* **Instruction A**: Rewrite the part of the startup book list starting with "This is not" and going on through "by Tim Ferriss.", swapping "Twitter" for "Reddit".
* **Instruction B**: According to the startup book list, who wrote the foreword to Navalmanack?
* **Instruction C**: Pick up the blog post about books for startup founders right after its last sentence and write what comes next.

* **Given passage**:

|---|

The 7 Best Books for Startup Founders (from a Startup Founder)

Blog post

I created a list of the top 7 books that helped me the most as an early-stage startup founder.

As a startup founder, you have to assume that the best startup advice is no startup advice. Every situation and every company is unique. So listen to those you respect, then do whatever the f*ck you want.

"The best startup advice is no advice." – Paul Graham

However, I somehow enjoy getting book recommendations from other founders and people I admire. I never take any business book as a "requirement for building a successful business", but if a bunch of smart people recommend me a specific reading, I try to give it a chance. On the other hand, I also try to avoid reading books that EVERYBODY recommends. I think that once a book reaches a sufficiently large number of readers, there's no alpha left in reading it. Its contents will become common knowledge in the startup world and eventually flow to you – but that's just a contrarian take of mine. However, this contrarian belief might create a more interesting article, as the books that you will find here are probably not as mainstream as The 7 Habits of Highly Effective People, The Innovator's Dilemma, Founders at Work by Jessica Livingston, Rework by Jason Fried or Creativity, Inc with the story of Pixar.

So, here's the list where I tried to answer the question: If I could go back in time and only read 7 books, which books helped me the most as an early-stage startup founder?

🧘 Navalmanack by Eric Jorgenson

This is not the best startup book, but I think it's necessary to balance your personal and professional life first – and learn to be happy while doing something as crazy as building a startup.

This book collects and curates Naval’s wisdom from Twitter, Podcasts, and Essays over the past decade. The wisdom of Naval Ravikant, created and edited by Eric Jorgenson, with illustrations by Jack Butcher, and a foreword by Tim Ferriss.

The entirety of the book is free to read on the book's site.

🌱 High Output Management by Andrew Grove

As Brian Chesky (founder and CEO of Airbnb) said: "If you have to learn a new skill and you have a week to do it, you should pick the best 2 or three books on it. If I had to learn management from scratch, I'd read High Output Management by Andy Grove." (or something close to that 🙃).

|---|

* **Provided information**:
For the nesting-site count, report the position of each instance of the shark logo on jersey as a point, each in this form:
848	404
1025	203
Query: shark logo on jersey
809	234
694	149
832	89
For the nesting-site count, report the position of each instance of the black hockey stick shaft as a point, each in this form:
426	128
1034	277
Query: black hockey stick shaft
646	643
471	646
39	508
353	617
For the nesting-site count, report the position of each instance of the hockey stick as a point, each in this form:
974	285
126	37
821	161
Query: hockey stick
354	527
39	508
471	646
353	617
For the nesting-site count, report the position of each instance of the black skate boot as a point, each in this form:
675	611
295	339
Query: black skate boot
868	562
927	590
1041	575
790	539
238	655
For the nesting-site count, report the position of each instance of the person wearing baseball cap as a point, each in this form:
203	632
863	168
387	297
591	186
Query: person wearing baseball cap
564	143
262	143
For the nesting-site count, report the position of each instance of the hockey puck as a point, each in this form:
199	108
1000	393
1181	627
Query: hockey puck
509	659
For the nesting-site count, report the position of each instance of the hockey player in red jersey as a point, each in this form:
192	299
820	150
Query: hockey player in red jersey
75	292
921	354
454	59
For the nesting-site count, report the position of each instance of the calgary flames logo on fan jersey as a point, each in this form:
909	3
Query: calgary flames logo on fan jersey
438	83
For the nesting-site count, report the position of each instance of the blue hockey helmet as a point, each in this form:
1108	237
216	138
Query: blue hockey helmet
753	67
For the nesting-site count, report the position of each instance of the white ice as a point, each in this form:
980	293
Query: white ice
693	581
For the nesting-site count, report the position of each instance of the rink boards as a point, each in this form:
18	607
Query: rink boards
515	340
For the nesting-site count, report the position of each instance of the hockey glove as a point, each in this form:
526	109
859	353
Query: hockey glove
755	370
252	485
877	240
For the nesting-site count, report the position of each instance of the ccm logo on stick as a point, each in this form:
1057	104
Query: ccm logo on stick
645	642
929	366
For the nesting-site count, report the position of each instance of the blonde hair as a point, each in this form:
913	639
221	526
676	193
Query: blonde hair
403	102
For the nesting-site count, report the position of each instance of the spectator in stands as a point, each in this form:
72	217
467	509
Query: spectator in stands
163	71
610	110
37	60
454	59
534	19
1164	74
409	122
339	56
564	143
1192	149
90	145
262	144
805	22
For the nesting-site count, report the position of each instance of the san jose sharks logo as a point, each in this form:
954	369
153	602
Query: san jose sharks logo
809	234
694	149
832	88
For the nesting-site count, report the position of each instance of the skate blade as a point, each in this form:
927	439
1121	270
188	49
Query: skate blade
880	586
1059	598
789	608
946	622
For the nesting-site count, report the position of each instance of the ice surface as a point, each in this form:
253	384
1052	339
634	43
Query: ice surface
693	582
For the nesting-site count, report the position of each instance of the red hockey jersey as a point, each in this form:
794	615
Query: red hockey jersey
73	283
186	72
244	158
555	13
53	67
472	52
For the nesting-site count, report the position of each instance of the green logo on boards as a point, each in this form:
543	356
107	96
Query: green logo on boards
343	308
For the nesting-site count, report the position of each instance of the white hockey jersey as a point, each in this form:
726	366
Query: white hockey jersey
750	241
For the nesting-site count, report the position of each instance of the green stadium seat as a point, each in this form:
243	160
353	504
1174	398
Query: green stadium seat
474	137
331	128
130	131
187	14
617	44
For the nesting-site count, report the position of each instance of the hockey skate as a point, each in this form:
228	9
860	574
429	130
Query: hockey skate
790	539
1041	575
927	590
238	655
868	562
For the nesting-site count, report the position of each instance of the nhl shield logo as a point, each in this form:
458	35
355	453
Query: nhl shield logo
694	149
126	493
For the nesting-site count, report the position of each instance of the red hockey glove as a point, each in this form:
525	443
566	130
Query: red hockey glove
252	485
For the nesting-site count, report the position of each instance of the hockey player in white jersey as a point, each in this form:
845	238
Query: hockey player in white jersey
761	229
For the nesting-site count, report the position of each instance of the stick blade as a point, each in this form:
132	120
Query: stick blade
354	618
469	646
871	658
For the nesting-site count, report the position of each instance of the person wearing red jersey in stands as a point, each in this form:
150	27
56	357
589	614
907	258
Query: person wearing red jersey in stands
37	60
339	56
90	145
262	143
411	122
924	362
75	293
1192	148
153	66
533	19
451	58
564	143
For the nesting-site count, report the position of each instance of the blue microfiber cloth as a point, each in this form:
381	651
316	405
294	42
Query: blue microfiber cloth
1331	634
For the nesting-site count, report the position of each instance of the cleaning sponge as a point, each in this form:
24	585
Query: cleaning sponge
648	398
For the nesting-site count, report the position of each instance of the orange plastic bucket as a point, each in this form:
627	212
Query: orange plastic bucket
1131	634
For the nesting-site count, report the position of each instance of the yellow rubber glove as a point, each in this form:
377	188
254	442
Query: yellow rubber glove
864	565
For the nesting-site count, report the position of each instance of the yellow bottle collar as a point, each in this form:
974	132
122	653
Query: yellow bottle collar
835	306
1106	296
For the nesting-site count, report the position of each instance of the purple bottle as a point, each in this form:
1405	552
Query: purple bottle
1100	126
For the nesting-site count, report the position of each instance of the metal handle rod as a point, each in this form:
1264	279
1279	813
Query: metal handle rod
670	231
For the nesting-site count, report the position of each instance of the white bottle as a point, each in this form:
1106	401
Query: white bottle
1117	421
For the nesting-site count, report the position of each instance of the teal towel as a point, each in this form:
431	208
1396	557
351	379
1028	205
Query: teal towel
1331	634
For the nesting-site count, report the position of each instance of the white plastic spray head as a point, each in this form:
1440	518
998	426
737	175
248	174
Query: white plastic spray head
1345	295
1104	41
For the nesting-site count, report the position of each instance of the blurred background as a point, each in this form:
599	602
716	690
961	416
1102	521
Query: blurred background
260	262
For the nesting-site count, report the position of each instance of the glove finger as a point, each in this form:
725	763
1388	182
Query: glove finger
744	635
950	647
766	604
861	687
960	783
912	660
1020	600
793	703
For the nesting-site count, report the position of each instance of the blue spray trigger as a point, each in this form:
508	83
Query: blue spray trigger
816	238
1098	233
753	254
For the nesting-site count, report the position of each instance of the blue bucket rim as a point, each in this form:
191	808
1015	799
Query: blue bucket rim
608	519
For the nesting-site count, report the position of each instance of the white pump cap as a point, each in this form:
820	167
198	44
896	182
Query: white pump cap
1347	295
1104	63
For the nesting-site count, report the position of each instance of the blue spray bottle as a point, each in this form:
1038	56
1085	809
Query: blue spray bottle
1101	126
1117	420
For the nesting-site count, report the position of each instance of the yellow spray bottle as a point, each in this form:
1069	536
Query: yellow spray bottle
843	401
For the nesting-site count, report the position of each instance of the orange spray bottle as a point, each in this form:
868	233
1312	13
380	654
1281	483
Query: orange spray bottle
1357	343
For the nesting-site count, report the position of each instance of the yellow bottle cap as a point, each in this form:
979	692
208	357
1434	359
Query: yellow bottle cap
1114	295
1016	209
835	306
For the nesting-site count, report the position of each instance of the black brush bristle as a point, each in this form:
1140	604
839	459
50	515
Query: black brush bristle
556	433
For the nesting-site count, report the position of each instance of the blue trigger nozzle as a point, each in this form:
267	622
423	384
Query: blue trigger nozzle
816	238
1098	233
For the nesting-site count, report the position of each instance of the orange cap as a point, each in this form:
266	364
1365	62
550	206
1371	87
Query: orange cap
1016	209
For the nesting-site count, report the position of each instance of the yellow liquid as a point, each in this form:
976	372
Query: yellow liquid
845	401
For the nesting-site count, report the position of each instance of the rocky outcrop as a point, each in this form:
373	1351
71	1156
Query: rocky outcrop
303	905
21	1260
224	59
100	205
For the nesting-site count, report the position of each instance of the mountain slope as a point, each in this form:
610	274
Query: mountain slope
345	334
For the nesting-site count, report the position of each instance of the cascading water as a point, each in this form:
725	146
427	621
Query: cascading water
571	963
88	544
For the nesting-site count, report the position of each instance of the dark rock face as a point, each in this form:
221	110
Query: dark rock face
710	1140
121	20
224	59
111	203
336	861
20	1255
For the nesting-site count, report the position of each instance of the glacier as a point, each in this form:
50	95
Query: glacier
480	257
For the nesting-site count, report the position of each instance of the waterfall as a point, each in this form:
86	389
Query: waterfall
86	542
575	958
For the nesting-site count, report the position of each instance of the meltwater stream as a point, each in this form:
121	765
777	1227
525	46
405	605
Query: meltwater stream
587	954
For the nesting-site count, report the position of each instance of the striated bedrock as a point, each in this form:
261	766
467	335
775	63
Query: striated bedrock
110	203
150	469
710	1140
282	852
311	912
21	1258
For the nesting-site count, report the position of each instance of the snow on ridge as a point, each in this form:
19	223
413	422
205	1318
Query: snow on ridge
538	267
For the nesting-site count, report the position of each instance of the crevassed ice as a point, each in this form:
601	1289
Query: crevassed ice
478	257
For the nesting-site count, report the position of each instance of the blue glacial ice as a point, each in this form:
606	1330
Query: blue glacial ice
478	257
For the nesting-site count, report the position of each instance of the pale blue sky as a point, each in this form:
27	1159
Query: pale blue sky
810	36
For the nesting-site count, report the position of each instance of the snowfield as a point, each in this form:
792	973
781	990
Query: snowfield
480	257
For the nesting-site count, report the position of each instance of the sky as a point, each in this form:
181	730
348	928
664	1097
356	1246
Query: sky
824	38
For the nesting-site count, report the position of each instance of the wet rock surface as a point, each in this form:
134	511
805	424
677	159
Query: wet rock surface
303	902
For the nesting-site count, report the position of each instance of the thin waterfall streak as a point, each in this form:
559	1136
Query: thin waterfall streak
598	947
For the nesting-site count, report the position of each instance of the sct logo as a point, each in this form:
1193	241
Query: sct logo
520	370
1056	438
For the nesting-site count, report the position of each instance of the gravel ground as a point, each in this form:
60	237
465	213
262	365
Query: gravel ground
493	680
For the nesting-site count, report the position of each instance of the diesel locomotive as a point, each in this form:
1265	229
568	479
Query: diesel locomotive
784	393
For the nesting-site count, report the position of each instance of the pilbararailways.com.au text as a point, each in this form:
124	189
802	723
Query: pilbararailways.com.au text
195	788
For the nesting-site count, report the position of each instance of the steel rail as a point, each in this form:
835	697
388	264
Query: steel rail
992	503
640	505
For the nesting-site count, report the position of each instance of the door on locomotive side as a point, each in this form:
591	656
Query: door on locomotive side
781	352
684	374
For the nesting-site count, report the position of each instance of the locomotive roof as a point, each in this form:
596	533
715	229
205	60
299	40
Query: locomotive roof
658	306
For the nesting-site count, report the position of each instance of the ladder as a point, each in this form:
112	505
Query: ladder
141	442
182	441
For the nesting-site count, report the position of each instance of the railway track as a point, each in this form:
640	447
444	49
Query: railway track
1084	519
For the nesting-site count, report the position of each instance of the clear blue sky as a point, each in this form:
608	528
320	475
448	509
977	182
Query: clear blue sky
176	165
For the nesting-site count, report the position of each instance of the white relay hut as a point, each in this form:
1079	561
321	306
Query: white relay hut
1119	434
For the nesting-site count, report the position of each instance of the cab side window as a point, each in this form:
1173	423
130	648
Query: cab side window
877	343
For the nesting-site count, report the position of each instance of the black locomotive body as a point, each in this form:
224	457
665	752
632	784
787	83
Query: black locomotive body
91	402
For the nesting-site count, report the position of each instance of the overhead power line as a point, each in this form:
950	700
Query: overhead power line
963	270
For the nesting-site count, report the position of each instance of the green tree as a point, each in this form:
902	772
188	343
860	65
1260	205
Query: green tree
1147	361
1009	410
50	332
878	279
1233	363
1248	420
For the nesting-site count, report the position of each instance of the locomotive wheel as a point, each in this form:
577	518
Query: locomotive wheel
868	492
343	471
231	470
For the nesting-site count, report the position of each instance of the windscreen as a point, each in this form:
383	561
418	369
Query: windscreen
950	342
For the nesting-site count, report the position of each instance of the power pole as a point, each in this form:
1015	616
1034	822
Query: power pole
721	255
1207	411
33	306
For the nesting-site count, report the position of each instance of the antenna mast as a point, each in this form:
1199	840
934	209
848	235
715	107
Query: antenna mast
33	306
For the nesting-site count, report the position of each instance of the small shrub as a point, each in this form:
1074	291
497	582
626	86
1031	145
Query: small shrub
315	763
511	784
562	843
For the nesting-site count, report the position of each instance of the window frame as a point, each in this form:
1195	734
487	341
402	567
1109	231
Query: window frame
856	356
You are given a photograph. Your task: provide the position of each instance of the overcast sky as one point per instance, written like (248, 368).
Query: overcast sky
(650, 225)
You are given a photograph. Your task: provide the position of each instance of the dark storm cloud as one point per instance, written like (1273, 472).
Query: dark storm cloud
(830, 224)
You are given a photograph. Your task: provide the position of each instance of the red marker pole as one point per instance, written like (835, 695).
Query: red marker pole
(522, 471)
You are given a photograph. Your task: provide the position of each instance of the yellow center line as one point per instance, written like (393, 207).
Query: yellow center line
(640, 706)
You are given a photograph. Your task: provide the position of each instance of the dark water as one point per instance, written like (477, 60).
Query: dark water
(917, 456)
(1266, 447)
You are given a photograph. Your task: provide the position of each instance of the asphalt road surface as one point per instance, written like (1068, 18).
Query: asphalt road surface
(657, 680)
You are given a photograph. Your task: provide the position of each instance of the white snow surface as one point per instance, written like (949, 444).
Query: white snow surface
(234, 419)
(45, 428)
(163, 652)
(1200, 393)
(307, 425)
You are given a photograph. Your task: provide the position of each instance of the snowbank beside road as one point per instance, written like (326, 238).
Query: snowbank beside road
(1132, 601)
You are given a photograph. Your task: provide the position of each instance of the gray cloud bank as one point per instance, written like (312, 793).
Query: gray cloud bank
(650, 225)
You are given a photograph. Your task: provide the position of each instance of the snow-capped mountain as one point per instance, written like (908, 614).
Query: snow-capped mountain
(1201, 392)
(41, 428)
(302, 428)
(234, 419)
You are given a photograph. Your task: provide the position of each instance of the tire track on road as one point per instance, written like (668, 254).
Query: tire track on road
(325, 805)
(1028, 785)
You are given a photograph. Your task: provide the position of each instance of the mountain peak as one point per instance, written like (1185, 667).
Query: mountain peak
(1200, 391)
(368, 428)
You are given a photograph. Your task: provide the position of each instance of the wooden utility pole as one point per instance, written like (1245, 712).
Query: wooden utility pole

|---|

* **Written response A**:
This is not the best startup book, but I think it's necessary to balance your personal and professional life first – and learn to be happy while doing something as crazy as building a startup.

This book collects and curates Naval’s wisdom from Reddit, Podcasts, and Essays over the past decade. The wisdom of Naval Ravikant, created and edited by Eric Jorgenson, with illustrations by Jack Butcher, and a foreword by Tim Ferriss.

* **Written response B**: Tim Ferriss

* **Written response C**:
In High Output Management, Andrew Grove, former chairman and CEO (and employee number three) of Intel, shares his perspective on how to build and run a company. Born of Grove’s experiences at one of America’s leading technology companies, this legendary management book is equally appropriate for sales managers, accountants, consultants, and teachers, as well as CEOs and startup founders. Grove covers techniques for creating highly productive teams, demonstrating methods of motivation that lead to peak performance and world-class metrics. High Output Management is a practical handbook for navigating real-life business scenarios and a powerful management manifesto with the ability to revolutionize the way we work.

Old Motherboard
Photo by Slejven Djurakovic / Unsplash

🏔 The Hard Thing About Hard Things by Ben Horowitz

As per A16Z's website:

"There are lots of people talking about how great it is to start a business, but only Ben Horowitz is brutally honest about how hard it is to run one. Filled with Ben Horowitz's trademark humor and straight talk, The Hard Thing About Hard Things is invaluable for veteran entrepreneurs as well as those aspiring to their own new ventures, drawing from Horowitz's personal and often humbling experiences."

Ben Horowitz, the co-founder of the venture capital firm A16Z, addresses problems with no easy answers using his own experience, such as:

  • How to fire a good friend.
  • How to handle titles and promotions.
  • The morality behind hiring people from a friend’s startup.
  • How to manage your own psychology and external expectations.
  • What to do when smart people are bad employees.
  • How to become a founder CEO.
  • How to sell your company and why or why not you should do it.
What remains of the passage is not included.